**EXERCISE AIM:** List as numbered lines, skipping any blank ones, everything from the line containing "For every instance of the pointed" through the final line of the items below.
═══ MATERIAL FOR THIS EXERCISE
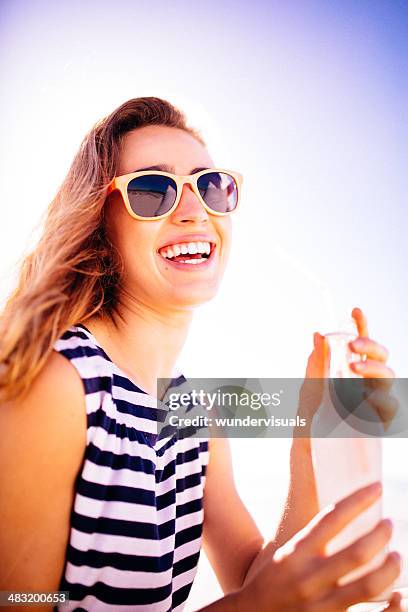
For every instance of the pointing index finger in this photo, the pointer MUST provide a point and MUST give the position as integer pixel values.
(361, 322)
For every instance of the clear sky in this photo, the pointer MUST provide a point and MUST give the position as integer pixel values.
(307, 99)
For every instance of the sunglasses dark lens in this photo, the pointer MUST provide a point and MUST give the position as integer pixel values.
(151, 195)
(219, 191)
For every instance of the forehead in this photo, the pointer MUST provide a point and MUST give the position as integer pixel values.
(155, 144)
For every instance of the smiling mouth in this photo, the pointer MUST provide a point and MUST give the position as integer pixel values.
(188, 254)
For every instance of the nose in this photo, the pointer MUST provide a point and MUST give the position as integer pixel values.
(189, 208)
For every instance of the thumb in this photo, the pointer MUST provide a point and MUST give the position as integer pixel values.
(319, 359)
(311, 393)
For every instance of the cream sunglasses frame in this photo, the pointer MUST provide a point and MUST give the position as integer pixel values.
(120, 183)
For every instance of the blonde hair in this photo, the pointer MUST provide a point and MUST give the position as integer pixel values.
(74, 271)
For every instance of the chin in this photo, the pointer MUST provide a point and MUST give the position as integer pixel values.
(193, 298)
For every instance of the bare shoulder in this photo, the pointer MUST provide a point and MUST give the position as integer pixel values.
(41, 451)
(55, 404)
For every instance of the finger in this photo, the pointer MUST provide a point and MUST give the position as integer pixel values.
(361, 322)
(370, 585)
(359, 553)
(366, 346)
(395, 602)
(386, 405)
(331, 520)
(372, 369)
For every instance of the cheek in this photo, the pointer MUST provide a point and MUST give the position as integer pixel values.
(134, 240)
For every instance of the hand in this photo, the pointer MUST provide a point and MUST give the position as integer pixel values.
(300, 576)
(380, 376)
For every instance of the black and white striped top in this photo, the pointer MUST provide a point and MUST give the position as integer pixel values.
(136, 521)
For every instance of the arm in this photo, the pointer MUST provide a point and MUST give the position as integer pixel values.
(41, 451)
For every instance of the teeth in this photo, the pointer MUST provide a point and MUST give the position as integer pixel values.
(192, 261)
(183, 248)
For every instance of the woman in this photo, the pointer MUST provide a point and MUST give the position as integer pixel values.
(92, 501)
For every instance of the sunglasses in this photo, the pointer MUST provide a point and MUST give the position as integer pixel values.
(150, 195)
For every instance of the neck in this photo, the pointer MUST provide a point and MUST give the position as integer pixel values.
(143, 341)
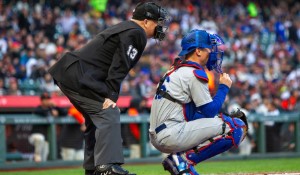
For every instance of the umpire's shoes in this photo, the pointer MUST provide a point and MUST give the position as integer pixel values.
(111, 169)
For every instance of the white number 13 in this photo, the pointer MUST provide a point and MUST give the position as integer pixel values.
(131, 52)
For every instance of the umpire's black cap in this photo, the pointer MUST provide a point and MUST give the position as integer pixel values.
(149, 10)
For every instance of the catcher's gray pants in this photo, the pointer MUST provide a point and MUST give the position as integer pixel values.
(103, 142)
(183, 136)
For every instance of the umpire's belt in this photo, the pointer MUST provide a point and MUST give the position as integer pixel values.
(160, 128)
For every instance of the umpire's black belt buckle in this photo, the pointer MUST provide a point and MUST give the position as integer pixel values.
(160, 128)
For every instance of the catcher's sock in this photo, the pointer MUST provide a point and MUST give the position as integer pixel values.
(169, 165)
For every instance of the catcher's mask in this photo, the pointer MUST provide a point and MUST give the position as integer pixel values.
(150, 10)
(201, 39)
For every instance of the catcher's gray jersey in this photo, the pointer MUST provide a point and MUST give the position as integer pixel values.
(184, 86)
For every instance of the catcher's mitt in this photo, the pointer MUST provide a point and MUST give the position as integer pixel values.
(241, 115)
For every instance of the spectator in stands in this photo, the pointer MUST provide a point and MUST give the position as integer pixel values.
(13, 87)
(272, 128)
(3, 90)
(288, 138)
(72, 137)
(38, 138)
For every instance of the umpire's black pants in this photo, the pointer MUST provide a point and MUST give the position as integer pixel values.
(103, 142)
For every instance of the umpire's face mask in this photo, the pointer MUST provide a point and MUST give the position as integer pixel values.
(160, 30)
(162, 22)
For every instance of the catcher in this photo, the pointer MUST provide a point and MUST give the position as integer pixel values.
(184, 118)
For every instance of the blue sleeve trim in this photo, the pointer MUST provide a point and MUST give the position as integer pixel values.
(212, 109)
(201, 74)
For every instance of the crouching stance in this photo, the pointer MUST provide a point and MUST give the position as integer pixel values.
(185, 119)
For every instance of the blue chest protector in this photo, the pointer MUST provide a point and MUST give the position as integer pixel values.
(190, 110)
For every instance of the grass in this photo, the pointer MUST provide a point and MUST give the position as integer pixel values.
(210, 167)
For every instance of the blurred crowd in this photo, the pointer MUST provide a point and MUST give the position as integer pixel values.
(262, 46)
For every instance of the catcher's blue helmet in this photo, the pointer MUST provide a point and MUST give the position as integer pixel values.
(201, 39)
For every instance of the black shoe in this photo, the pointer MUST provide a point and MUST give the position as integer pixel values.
(89, 172)
(111, 169)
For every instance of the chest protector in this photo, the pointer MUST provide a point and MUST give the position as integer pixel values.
(199, 72)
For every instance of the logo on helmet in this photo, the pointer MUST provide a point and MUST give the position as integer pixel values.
(201, 39)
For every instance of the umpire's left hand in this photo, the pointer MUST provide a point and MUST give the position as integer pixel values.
(108, 102)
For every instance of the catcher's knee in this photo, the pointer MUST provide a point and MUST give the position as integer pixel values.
(238, 129)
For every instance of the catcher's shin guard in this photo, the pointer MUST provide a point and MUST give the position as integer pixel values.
(220, 143)
(177, 165)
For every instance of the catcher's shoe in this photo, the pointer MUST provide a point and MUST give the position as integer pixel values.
(111, 169)
(179, 166)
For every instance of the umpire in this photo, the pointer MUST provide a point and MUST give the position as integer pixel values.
(91, 77)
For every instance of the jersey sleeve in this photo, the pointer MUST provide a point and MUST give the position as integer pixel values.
(131, 46)
(199, 91)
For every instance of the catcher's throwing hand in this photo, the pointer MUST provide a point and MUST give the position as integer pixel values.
(108, 102)
(225, 79)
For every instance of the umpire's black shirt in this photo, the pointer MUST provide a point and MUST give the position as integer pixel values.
(97, 69)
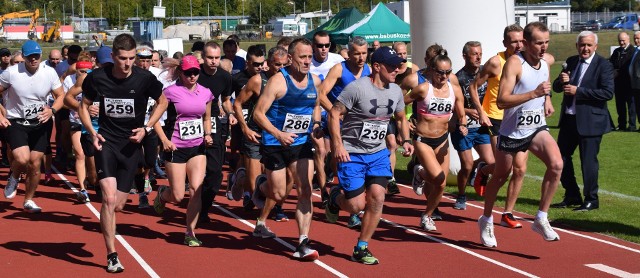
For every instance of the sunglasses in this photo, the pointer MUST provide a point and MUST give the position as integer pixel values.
(190, 73)
(443, 72)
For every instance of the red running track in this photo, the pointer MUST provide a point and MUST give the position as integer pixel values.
(65, 240)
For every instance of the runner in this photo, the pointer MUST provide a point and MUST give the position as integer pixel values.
(367, 105)
(472, 55)
(123, 91)
(437, 99)
(524, 94)
(219, 83)
(338, 78)
(287, 111)
(250, 148)
(189, 114)
(28, 123)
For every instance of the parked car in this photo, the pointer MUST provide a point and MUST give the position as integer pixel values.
(615, 23)
(593, 25)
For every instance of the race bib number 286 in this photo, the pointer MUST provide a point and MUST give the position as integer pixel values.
(119, 108)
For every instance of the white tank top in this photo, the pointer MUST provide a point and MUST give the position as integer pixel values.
(523, 120)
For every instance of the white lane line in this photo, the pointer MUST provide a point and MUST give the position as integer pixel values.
(555, 228)
(121, 239)
(600, 191)
(279, 240)
(527, 274)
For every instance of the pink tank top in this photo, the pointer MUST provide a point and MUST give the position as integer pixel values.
(432, 106)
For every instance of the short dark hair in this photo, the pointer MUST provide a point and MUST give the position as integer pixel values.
(295, 42)
(528, 30)
(124, 42)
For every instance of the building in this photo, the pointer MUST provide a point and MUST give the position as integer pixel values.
(557, 15)
(401, 9)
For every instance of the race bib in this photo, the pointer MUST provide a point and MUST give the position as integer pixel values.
(119, 108)
(472, 123)
(440, 106)
(296, 123)
(245, 114)
(31, 111)
(213, 125)
(529, 119)
(373, 133)
(191, 129)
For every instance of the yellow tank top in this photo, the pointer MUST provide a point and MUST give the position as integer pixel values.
(489, 104)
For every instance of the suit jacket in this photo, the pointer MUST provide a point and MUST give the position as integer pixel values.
(621, 59)
(596, 88)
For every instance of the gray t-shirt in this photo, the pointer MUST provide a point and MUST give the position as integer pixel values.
(364, 127)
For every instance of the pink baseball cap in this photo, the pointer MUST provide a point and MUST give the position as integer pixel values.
(189, 62)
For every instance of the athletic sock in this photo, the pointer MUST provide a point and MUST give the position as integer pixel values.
(362, 244)
(541, 215)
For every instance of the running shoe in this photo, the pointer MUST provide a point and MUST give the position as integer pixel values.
(83, 196)
(418, 182)
(258, 197)
(480, 180)
(436, 215)
(427, 224)
(113, 263)
(192, 241)
(263, 231)
(278, 214)
(304, 252)
(363, 255)
(392, 187)
(542, 227)
(354, 221)
(247, 204)
(236, 189)
(487, 238)
(509, 221)
(158, 203)
(461, 202)
(12, 187)
(31, 207)
(331, 211)
(147, 186)
(143, 201)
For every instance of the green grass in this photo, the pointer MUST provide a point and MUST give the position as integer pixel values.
(619, 164)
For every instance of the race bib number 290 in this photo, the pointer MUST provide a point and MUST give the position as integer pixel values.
(119, 108)
(296, 123)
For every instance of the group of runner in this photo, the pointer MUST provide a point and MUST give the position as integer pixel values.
(297, 115)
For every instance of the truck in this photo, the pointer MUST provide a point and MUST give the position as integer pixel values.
(287, 27)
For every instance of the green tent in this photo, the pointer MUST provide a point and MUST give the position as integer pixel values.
(342, 20)
(380, 24)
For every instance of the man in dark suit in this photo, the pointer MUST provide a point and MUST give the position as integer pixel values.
(587, 86)
(621, 59)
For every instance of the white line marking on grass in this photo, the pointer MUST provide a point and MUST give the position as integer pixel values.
(121, 239)
(555, 228)
(279, 240)
(600, 191)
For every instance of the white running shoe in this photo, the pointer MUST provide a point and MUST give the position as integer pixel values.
(31, 207)
(12, 187)
(542, 227)
(418, 182)
(427, 223)
(486, 232)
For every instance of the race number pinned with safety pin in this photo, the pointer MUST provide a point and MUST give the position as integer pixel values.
(31, 110)
(296, 123)
(119, 108)
(191, 129)
(373, 133)
(530, 118)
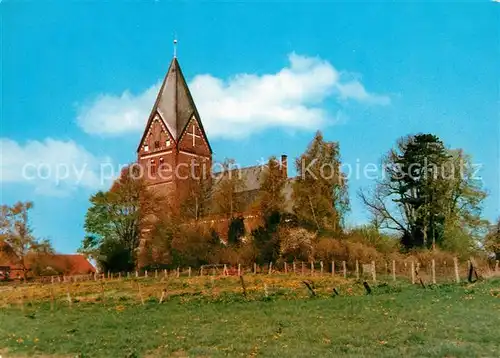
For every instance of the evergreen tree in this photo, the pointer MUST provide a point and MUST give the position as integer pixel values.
(429, 195)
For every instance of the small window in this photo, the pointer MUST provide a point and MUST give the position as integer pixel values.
(153, 167)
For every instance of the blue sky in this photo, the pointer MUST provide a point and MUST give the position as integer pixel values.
(77, 78)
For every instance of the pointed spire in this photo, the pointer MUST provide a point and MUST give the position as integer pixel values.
(174, 103)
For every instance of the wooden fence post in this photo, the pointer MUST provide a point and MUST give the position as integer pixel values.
(455, 263)
(433, 268)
══════
**SOLUTION TO THIS PROBLEM:**
1. For every instance of the pointed spire in this photo, the pointer MUST provide a point and MUST give the position as integer pixel values.
2. (174, 103)
3. For every instance of the wooden fence post in this photo, the pointer MUST provide a point and MUST give the position as integer pixel values.
4. (455, 263)
5. (433, 268)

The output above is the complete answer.